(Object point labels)

........

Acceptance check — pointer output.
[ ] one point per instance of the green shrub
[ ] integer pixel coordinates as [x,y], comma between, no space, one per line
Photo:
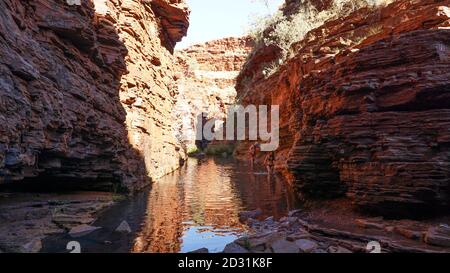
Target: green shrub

........

§ What you are asked to do
Swap "green shrub" for "potted plant" everywhere in the records above and reproduce them with nothing else changed. Omit the pictures from your answer.

§ The reply
Acceptance check — pointer output.
[ ] one point per instance of the potted plant
[ ] integer pixel coordinates as [x,y], comma between, no space, one per line
Photo:
Target: potted plant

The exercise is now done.